Rewrite the records below with every "marker" swapped for "pin", keeping everything else unchanged.

Start of Material for this exercise

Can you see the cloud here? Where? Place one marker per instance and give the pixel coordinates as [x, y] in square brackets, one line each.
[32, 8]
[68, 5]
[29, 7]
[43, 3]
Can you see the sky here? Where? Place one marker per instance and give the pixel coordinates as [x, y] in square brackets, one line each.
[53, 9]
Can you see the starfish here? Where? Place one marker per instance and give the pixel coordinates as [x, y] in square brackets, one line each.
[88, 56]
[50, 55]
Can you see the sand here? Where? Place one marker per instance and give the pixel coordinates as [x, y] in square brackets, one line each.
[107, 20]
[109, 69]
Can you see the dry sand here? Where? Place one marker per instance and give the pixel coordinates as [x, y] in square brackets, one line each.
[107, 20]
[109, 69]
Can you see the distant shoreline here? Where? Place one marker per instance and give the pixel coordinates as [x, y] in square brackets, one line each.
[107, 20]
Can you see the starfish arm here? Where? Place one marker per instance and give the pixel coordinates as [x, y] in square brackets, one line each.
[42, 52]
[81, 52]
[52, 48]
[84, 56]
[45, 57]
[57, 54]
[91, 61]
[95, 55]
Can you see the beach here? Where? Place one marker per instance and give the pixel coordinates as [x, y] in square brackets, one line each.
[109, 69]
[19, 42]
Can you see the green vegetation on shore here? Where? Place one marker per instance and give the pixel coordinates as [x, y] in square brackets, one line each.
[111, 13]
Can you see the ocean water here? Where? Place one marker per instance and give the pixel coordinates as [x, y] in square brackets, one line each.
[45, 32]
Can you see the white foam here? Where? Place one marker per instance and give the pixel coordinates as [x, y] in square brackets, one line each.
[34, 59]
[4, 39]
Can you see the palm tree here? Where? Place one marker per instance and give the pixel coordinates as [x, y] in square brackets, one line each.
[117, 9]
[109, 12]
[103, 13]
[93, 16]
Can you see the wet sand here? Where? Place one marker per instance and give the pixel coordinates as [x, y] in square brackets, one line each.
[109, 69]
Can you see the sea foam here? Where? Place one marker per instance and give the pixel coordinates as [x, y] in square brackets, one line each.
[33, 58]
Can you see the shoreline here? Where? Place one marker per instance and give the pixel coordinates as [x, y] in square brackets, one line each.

End of Material for this exercise

* [Answer in full]:
Can you see the cloud here? Where? Place one pin per instance and give the pixel coordinates as [x, y] in square brackets, one line each.
[32, 8]
[68, 5]
[29, 7]
[43, 3]
Can you see the sky here? Where? Place one pin per instance and give the pixel coordinates as [x, y] in square brackets, one line each.
[53, 9]
Can you see the starfish here? Where? Place one pin per instance and give the pixel coordinates as [x, y] in square brackets, one line each.
[88, 56]
[50, 55]
Can you see the sand here? Where? Place one pin per instance and give the pixel coordinates as [x, y] in square brackets, one line each.
[107, 20]
[109, 69]
Can you see the dry sand here? Where? Place one pin per instance and give the pixel coordinates as [x, y] in square brackets, one line each.
[107, 20]
[109, 69]
Can you see the distant shoreline here? Where? Place one pin per instance and give the pixel coordinates as [x, y] in square brackets, one line each.
[107, 20]
Can you see the starfish arm here? Where? Place one pin per instance and give the pixel coordinates as [x, y] in square brackets, one line each.
[42, 52]
[81, 52]
[52, 48]
[84, 56]
[45, 57]
[57, 54]
[91, 61]
[95, 55]
Can you see the beach here? Where? Place one pin per instance and give the pixel coordinates as [x, y] in square brackets, one line each.
[109, 69]
[19, 42]
Can you see the green vegetation on shore here? Where? Place one pin per instance and give the pixel coordinates as [x, y] in square brackets, one line each.
[111, 13]
Can you see the ocean water here? Where? Place one pin per instance and give the pixel coordinates as [x, y] in square brackets, one line each.
[45, 32]
Can you see the white foam here? Where? Place one pin per instance and give the pixel coordinates as [x, y] in square brackets, one line each.
[34, 59]
[4, 39]
Can you see the palm tree here? Where? Place one pin per instance and give the pixel coordinates as [x, y] in square brackets, one line each.
[117, 9]
[109, 12]
[103, 13]
[93, 16]
Can you see the wet sand here? Where? Place one pin per instance and give the pixel coordinates as [x, y] in square brackets, one line each.
[109, 69]
Can you see the sea foam here? Where? Place one pin per instance and give the pixel coordinates as [x, y] in square brackets, one line each.
[33, 58]
Can you see the shoreline here? Where? Place one pin per instance and give the pixel coordinates as [x, y] in square brackets, one line each.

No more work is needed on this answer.